+++ ENTRIES PROVIDED

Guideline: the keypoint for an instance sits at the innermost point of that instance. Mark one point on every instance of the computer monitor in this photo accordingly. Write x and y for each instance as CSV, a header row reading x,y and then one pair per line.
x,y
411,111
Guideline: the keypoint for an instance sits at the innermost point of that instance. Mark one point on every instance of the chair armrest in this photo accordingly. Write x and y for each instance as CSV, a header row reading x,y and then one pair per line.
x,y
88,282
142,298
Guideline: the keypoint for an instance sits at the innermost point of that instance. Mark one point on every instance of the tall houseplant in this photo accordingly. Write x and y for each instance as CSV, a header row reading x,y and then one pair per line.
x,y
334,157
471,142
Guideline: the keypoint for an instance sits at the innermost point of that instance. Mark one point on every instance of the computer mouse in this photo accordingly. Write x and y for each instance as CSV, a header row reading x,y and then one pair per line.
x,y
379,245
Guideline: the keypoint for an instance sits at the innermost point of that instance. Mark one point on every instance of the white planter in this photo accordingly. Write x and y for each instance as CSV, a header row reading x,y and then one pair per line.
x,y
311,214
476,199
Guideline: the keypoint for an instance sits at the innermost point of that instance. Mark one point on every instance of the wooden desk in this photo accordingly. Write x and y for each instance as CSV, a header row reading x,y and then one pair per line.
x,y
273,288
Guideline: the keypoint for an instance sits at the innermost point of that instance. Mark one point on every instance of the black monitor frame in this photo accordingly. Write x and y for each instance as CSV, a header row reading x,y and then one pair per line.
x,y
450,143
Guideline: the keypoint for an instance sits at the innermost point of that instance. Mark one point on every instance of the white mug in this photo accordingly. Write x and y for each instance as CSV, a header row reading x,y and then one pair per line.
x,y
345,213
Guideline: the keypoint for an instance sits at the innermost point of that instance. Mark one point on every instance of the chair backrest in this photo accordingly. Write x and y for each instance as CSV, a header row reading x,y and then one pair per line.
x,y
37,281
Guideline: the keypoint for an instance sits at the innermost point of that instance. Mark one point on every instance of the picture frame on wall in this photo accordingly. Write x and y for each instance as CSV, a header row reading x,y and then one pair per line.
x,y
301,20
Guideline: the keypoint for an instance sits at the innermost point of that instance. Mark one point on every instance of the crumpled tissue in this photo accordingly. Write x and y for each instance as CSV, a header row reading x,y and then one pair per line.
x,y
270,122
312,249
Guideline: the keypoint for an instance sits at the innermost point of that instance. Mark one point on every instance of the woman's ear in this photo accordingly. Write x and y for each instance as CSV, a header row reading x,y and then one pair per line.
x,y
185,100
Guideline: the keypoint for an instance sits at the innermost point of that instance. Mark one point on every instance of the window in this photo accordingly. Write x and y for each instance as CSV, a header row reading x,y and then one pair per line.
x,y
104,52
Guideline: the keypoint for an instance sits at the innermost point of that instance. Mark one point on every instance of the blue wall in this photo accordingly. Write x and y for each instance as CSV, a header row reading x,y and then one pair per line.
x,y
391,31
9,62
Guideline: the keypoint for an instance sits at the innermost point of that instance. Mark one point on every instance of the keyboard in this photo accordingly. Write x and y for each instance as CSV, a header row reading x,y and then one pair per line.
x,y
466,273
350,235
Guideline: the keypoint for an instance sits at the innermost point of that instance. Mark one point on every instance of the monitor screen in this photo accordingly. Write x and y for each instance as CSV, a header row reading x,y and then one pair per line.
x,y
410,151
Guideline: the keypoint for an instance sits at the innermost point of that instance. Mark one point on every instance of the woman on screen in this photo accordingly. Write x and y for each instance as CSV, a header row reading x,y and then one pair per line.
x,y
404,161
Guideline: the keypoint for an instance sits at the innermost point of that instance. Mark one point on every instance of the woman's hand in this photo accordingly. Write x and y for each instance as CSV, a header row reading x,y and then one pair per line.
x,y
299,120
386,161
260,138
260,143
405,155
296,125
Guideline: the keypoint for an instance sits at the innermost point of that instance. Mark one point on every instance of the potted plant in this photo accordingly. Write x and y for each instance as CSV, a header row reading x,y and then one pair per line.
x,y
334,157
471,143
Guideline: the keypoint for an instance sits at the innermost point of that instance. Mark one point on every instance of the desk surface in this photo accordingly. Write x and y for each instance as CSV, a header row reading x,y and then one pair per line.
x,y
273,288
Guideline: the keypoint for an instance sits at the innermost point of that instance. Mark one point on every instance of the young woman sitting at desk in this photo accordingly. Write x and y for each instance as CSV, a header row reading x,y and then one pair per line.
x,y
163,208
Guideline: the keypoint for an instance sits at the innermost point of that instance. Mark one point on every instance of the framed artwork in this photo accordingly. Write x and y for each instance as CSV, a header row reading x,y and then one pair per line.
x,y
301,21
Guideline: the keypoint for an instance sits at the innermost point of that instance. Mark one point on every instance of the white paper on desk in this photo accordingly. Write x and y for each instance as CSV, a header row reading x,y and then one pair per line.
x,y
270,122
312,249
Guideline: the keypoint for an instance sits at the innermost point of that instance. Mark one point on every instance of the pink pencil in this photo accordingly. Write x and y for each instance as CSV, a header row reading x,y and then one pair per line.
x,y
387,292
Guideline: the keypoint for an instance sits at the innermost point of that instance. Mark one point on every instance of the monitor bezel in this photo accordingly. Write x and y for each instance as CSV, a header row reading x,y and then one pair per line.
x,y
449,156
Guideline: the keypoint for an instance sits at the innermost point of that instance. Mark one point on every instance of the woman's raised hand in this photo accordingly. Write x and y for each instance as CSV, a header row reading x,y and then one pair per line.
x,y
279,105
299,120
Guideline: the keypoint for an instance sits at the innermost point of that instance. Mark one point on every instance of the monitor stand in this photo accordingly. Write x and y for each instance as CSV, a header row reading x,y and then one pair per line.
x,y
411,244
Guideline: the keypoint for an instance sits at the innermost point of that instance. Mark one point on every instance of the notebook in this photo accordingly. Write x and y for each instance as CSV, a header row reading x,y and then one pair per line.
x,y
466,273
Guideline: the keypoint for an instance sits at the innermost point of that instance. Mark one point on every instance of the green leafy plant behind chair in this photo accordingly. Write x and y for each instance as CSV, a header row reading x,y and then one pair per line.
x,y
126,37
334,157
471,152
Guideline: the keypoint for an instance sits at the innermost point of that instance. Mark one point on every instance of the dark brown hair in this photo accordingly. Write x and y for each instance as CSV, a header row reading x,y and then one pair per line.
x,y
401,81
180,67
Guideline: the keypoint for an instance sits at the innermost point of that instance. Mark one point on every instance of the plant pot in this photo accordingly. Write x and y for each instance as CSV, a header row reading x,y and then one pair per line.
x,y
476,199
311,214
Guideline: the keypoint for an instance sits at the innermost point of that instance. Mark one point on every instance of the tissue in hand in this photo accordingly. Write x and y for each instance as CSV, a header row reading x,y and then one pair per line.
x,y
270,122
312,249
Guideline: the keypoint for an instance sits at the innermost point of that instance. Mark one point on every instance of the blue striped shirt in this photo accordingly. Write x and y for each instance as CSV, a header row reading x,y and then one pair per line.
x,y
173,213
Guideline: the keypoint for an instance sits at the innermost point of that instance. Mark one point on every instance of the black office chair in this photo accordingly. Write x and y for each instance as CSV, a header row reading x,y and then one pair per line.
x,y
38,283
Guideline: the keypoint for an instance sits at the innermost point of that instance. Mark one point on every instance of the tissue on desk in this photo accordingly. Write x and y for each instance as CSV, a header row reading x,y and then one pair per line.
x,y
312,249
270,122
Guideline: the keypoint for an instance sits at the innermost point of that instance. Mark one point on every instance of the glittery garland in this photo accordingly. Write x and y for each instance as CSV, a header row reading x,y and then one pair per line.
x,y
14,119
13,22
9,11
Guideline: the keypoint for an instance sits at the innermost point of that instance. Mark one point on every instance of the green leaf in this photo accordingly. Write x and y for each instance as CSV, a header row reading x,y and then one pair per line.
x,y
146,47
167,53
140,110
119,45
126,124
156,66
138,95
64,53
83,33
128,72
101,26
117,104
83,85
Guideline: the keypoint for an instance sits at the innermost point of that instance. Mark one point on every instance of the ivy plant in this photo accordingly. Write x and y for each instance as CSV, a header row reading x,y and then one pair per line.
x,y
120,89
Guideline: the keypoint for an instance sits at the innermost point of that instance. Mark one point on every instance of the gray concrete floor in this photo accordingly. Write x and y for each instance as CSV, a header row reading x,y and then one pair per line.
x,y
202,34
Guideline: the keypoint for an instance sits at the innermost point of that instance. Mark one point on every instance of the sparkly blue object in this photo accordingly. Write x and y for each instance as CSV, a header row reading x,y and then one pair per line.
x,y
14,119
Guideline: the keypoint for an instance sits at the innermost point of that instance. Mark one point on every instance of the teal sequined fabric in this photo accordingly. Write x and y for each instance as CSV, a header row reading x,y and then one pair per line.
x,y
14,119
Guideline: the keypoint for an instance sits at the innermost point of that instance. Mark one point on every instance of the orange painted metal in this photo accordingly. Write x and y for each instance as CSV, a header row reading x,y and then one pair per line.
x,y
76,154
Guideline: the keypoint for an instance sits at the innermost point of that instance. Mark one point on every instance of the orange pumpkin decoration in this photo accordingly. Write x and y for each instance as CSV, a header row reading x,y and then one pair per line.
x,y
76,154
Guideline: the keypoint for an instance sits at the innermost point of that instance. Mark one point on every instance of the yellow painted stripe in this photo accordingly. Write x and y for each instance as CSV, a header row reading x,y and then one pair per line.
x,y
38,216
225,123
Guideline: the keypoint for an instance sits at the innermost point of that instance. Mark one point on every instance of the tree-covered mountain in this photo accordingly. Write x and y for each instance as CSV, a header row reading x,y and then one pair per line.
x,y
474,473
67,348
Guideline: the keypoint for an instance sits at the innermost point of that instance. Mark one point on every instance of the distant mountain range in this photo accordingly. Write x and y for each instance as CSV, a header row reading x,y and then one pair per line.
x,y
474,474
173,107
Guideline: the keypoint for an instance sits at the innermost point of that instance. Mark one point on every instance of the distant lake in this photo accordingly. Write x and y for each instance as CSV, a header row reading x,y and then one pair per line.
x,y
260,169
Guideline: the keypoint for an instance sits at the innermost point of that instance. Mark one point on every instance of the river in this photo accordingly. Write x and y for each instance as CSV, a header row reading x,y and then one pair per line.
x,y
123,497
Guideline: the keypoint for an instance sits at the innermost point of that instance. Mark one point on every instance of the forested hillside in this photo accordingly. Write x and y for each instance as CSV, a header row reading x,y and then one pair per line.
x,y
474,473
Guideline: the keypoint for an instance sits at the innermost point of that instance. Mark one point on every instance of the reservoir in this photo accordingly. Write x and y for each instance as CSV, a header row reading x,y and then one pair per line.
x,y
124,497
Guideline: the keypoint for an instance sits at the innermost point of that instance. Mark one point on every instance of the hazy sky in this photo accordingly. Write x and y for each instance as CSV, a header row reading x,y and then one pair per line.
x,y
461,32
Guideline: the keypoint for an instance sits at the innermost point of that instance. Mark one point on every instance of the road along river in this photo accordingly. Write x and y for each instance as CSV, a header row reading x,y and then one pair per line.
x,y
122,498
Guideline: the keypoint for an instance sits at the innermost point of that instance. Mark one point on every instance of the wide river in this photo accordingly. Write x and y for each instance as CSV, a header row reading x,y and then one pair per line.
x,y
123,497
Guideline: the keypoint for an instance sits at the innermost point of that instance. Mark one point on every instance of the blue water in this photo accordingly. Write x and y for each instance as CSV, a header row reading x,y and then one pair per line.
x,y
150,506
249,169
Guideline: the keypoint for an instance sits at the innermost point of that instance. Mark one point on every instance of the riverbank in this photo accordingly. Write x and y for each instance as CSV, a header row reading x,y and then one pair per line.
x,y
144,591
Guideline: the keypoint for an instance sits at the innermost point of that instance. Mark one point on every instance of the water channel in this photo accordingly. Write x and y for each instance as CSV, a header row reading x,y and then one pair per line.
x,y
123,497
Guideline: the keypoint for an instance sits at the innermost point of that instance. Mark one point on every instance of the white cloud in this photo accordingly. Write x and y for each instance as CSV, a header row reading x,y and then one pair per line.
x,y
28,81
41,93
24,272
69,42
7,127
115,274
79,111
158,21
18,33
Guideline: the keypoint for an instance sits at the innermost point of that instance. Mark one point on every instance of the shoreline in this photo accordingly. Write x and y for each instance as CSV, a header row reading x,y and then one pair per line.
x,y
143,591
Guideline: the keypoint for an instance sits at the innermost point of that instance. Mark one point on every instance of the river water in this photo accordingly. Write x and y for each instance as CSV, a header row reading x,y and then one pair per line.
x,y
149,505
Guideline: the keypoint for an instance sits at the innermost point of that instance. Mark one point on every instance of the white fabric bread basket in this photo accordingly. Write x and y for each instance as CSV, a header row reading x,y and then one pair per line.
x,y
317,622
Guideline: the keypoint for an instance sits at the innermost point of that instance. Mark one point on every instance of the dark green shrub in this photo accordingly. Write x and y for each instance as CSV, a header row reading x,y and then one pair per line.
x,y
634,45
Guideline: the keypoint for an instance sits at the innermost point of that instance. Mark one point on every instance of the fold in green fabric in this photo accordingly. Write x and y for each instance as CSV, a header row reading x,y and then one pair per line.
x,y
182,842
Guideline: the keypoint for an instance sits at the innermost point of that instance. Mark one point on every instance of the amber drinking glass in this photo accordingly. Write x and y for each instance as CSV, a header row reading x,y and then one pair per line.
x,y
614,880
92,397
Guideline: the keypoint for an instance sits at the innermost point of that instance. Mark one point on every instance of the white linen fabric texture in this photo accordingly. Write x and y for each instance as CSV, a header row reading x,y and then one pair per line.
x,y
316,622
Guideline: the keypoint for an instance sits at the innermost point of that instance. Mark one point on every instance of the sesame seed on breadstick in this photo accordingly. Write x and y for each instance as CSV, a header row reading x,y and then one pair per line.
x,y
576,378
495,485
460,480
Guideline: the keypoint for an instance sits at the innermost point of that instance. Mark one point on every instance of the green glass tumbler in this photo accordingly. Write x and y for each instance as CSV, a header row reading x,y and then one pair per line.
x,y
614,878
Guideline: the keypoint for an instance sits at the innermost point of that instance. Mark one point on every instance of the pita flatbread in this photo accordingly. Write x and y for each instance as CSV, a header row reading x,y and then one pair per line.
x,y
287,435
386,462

++++++

> **STATED PROBLEM**:
Repeat, with no changes, each line from the one with "the white linen" to the end of the listing, including both ends and nothing else.

> **SOLVED EXERCISE**:
Guideline: the keypoint for an instance sits at the innermost point of that instance. Mark one point on every instance of the white linen fabric texture in this photo accordingly. Write x and y for each instance as CSV, a header row reading x,y and then one pair per line.
x,y
316,622
Guideline: the keypoint for an instance sits at the innermost point of that instance. Mark one point on every instance of the sesame seed on breadstick in this photo accordingly. Write x and y for each instance as CSV, a header row reading x,y and then one pair per line.
x,y
576,378
495,485
460,480
Guideline: the keypoint for an instance sits at the innermost point of that instance. Mark one point on every instance of the green glass tumbler in this photo accordingly. Write x and y for each instance as CSV, a header row reading x,y and then one pair per line.
x,y
614,878
Guideline: the keypoint for an instance sits at the innermost point of that instance. Mark one point on every instance of the pita flatbread in this photo accordingly. Write x and y for each instance as CSV, a header row reading x,y and then one pair per line.
x,y
287,435
386,462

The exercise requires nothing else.